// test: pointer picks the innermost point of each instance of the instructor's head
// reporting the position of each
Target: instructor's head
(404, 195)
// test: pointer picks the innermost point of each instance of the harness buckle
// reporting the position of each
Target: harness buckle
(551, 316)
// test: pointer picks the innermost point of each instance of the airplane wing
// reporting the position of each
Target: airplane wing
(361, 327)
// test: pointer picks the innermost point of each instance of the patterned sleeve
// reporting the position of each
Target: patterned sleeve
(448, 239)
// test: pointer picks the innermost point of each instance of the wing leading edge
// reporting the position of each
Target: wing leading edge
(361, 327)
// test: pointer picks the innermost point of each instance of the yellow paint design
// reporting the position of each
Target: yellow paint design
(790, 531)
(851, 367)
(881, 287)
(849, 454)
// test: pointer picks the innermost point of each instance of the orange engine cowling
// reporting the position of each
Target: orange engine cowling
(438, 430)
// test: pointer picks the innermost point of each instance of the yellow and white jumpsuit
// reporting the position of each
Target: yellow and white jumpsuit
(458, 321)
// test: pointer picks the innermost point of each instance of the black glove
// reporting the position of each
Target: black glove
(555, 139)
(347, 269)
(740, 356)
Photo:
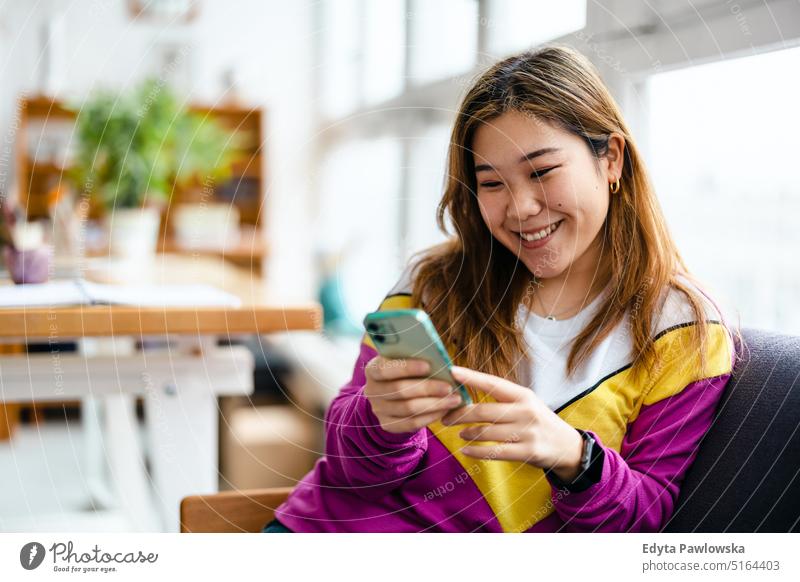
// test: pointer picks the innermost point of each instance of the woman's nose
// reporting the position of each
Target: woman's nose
(524, 202)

····················

**Prompt:** Repeat each line of the material exactly, please, and skip every picture.

**Solution:**
// test: pointer picks the innermost point of each instance of the instructor's head
// reporting the position of each
Target: instructor's head
(404, 195)
// test: pointer picks the innermost point of each instance of the harness buckle
// reporting the position of each
Target: harness buckle
(551, 316)
// test: pointer picks the innermost point of each instance of the airplane wing
// reporting the position of each
Target: airplane wing
(361, 327)
// test: pointer picks the innermost point of each instance of the patterned sleeve
// reporting the position of each
Target: patterned sleeve
(448, 239)
// test: pointer picks the innermost point of each instance of the wing leading edge
// reporting the position of each
Target: wing leading edge
(361, 327)
// test: pointer picks the innermost point of each instance of the yellow paint design
// reporting the position of each
Target: yellow paint design
(790, 531)
(851, 367)
(881, 287)
(849, 454)
// test: pointer picks the innermost point of each instance of the orange engine cowling
// reporting the position of each
Target: orange engine cowling
(438, 430)
// test: pointer picks the innermost point of each instance of the yellow and white jumpsuit
// reporting the position of each
Target: yellow and white jumpsuit
(458, 321)
// test: pointer picks the innermost point of each instance of the black glove
// reporting the position of each
Target: black glove
(555, 139)
(347, 269)
(740, 356)
Photo:
// test: pointer picks the innermost point of each instance of the woman's nose
// reporting the position of each
Target: woman's nose
(524, 202)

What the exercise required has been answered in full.